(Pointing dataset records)
+++
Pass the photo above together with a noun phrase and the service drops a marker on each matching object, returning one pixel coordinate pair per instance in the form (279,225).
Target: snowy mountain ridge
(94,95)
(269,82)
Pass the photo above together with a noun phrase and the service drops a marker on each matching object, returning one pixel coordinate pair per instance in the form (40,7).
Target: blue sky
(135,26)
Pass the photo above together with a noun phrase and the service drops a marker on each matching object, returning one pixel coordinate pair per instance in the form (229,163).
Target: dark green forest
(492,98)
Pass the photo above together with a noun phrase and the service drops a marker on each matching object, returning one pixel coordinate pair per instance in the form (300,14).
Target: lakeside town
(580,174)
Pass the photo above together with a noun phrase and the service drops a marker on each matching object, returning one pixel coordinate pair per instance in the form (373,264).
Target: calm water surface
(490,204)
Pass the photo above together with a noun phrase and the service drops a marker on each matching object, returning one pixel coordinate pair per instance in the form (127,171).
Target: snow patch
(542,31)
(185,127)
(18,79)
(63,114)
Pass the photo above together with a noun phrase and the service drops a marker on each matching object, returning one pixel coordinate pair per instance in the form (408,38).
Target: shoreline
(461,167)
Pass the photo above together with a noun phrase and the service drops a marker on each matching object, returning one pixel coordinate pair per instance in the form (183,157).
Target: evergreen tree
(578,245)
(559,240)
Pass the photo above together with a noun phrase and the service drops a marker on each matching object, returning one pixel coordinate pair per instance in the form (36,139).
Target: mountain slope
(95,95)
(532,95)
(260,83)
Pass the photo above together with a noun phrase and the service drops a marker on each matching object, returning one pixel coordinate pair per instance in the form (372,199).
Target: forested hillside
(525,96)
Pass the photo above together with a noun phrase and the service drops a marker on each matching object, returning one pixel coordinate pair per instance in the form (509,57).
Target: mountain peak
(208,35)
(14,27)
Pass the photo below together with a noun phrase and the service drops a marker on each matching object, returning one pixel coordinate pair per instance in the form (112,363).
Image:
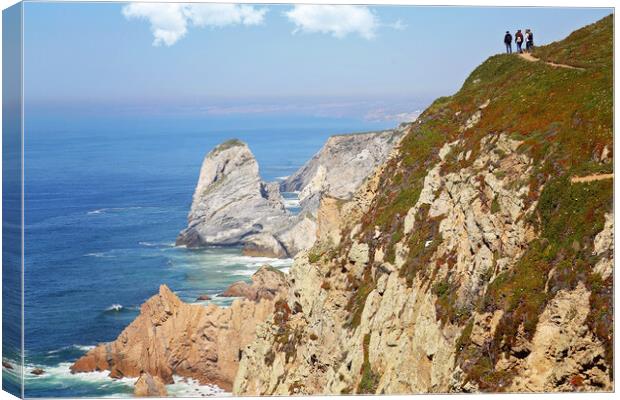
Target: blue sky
(368,62)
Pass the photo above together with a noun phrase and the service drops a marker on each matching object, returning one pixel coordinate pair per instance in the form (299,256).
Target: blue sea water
(105,200)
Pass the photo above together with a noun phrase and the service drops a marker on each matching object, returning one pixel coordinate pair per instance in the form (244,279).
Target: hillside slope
(473,260)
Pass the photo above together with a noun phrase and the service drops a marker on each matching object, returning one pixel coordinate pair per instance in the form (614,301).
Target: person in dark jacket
(519,40)
(508,42)
(529,40)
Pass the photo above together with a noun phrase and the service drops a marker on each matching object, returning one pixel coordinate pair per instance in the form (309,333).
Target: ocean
(105,199)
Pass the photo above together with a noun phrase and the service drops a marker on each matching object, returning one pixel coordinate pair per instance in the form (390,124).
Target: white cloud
(170,21)
(220,15)
(337,20)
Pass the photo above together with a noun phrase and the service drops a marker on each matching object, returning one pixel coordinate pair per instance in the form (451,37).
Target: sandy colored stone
(149,386)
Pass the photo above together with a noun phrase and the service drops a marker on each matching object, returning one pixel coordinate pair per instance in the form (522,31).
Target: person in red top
(519,40)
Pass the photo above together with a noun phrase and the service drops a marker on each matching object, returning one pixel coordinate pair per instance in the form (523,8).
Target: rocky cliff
(341,166)
(171,337)
(478,257)
(232,206)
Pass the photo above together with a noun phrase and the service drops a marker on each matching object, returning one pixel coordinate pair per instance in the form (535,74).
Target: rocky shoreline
(463,257)
(233,206)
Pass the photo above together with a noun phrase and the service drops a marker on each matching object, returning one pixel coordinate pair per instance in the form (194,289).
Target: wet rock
(149,386)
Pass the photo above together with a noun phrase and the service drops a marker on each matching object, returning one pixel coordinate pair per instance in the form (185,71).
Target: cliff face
(172,337)
(341,166)
(478,257)
(232,206)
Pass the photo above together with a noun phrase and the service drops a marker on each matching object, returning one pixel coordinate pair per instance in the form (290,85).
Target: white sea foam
(83,348)
(115,307)
(243,272)
(61,375)
(151,244)
(99,255)
(188,387)
(112,209)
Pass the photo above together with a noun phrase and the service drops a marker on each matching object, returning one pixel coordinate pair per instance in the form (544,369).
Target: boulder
(148,385)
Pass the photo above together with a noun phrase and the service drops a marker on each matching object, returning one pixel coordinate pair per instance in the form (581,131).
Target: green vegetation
(569,217)
(587,47)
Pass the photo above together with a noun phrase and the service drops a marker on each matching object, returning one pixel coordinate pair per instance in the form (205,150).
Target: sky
(369,62)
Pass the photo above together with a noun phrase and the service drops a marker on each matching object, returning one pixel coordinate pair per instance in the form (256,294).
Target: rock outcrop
(470,261)
(149,386)
(190,340)
(341,166)
(231,204)
(267,283)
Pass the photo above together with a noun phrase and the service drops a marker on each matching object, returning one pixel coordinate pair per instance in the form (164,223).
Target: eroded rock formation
(172,337)
(232,206)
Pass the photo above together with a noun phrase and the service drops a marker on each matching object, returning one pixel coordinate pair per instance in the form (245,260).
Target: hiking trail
(591,178)
(531,58)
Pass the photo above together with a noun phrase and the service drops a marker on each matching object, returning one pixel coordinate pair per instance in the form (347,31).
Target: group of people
(519,39)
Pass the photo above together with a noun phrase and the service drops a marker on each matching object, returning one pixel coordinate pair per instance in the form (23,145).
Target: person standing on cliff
(519,40)
(508,42)
(529,40)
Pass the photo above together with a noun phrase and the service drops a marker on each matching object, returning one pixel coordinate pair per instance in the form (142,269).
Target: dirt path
(591,178)
(531,58)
+++
• What you need to do:
Your copy of the data above should match it exactly, except that pictures are left out.

• Complete response:
Pass the photo above together with a noun phrase and the service drops a marker on each matching object, returning one pixel coordinate pair per instance in the form (279,225).
Target: snowy mountain ridge
(94,95)
(269,82)
Pass the photo above together with a noun phrase and the service drops a marker on each matching object, returning one pixel coordinate pair per instance in the form (40,7).
Target: blue sky
(135,26)
Pass the photo above together with a noun phrase and the service drops a marker on each matching object, returning one pixel coordinate pair per instance in the form (229,163).
Target: dark green forest
(492,98)
Pass the photo above together with a noun phrase and the service drops a marker on each matching object, returning one pixel coordinate pair per instance in the form (300,14).
Target: lakeside town
(580,174)
Pass the photo above together with a noun phrase and the service drops a marker on each matching object, returning one pixel coordinate pair per instance in the form (373,264).
Target: calm water surface
(490,204)
Pass the photo above together with a noun phrase and the service drops a marker on each matching object, returning one pixel coordinate pair per instance in the form (127,171).
Target: snow patch
(542,31)
(185,127)
(18,79)
(63,114)
Pass the photo above together with a noun phrase and the service drops a marker on each matching object, returning one pixel coordinate pair per instance in the form (408,38).
Target: shoreline
(461,167)
Pass the photo above together with a noun phrase and the service drops a marker on each matching object, returning one pixel coordinate pair per instance in the form (183,157).
Target: evergreen tree
(578,245)
(559,240)
Pass the photo above together with a noun phrase and the service drops a marker on each matching object, returning one pixel coordinate pair per instance in the form (36,139).
Target: mountain slope
(95,95)
(532,95)
(260,83)
Pass the photo above together with a noun phrase and the service drops a marker on each matching object, returning one pixel coordinate pair per instance in the form (372,199).
Target: forested hillside
(525,96)
Pass the photo above together with a noun phrase and the service drops a marker on each matching object, returning one pixel coordinate pair per instance in the form (509,57).
Target: mountain peak
(208,35)
(14,27)
Pass the photo below together with a noun phrase and the service drops a marker on each matching object, returning one pixel coordinate pair per instance in the form (112,363).
Image:
Target: blue sky
(368,62)
Pass the photo above together with a noun phrase and the service drops a marker on each matching object, returning one pixel coordinate pair per instance in the form (299,256).
Target: blue sea water
(105,200)
Pass the photo above together with a noun phrase and the service drops a marker on each matching object, returning one pixel coordinate pair per instance in the form (244,279).
Target: hillside slope
(473,260)
Pass the photo above together with a noun phrase and the service drops a marker on each matching object, returning one pixel coordinate pair per instance in the form (614,301).
Target: person in dark jacket
(519,40)
(508,42)
(529,40)
Pass the photo above together with a noun phrase and the service drops a marker on each matching object, returning one pixel coordinate pair per instance in the form (309,333).
Target: ocean
(105,199)
Pass the photo above together with a noun phrase and the service drops a marker on each matching object, returning one pixel coordinate pair per instance in the form (390,124).
Target: white cloud
(170,21)
(220,15)
(337,20)
Pass the photo above together with a noun phrase and the service drops a marker on each matching object, returning one pixel coordinate pair per instance in the form (451,37).
Target: sandy colored stone
(149,386)
Pass the photo above together with a noun phrase and the service drops a marker on each matching object, returning one pixel coordinate pair per instance in the form (522,31).
Target: person in red top
(519,40)
Pass the photo above together with a noun phrase and the service drops a marker on each matching object, returning one pixel coordinate pair per instance in the form (523,8).
Target: rocky cliff
(341,166)
(171,337)
(478,257)
(232,206)
Pass the photo above together with a noun phrase and the service drops a marker on each matching object, returning one pixel coordinate pair per instance in the form (535,74).
Target: rocky shoreline
(463,257)
(233,206)
Pass the photo above together with a noun phrase and the service drops a marker on each matching object, returning one pixel coordinate pair per instance in the form (194,289).
Target: wet rock
(149,386)
Pass the photo above together with a noun phrase and the service drops a marker on each matching object, returning one pixel coordinate pair per instance in the form (185,71).
Target: cliff face
(172,337)
(341,166)
(478,257)
(232,206)
Pass the photo above together with a noun phrase and the service drops a marker on each matching object, returning one pixel coordinate pair per instance in the form (290,85).
Target: white sea foam
(83,348)
(115,307)
(243,272)
(61,375)
(151,244)
(99,255)
(188,387)
(112,209)
Pass the photo above together with a noun phrase and the service drops a marker on each matching object, returning one pixel coordinate pair per instance in the form (544,369).
Target: boulder
(148,385)
Pass the photo above together with a noun phrase and the service drops a marker on each matching object, returning one pixel coordinate pair per instance in the form (581,131).
Target: green vegetation
(569,217)
(587,47)
Pass the photo above together with a noun phrase and the service drops a marker on each matching object, returning one pixel coordinate pair per instance in the form (205,150).
Target: sky
(369,62)
Pass the photo above together with a noun phrase and the service drops a marker on each matching object, returning one pixel coordinate pair per instance in the form (256,294).
Target: rock outcrop
(470,261)
(149,386)
(190,340)
(341,166)
(231,204)
(267,283)
Pass the photo above together with a noun phrase and the service drops a marker on each matching object, returning one pixel coordinate pair per instance in the form (164,223).
Target: eroded rock formation
(172,337)
(232,206)
Pass the photo above together with a noun phrase and the service drops a marker on each matching object, returning one pixel coordinate pair per instance in the form (245,260).
Target: hiking trail
(591,178)
(531,58)
Pass the photo above together with a noun phrase and the service drops a marker on each matching object, returning one pixel coordinate pair per instance in the form (347,31).
Target: group of people
(519,39)
Pass the photo above together with a noun phrase and the service drops a marker on each matching object, returning one pixel coordinate pair per instance in the form (23,145).
Target: person standing on cliff
(519,40)
(508,42)
(529,40)
Pass the photo above together with a noun phrase and the service drops a marker on each matching object, returning one pixel coordinate pair per instance in the form (142,269).
Target: dirt path
(591,178)
(531,58)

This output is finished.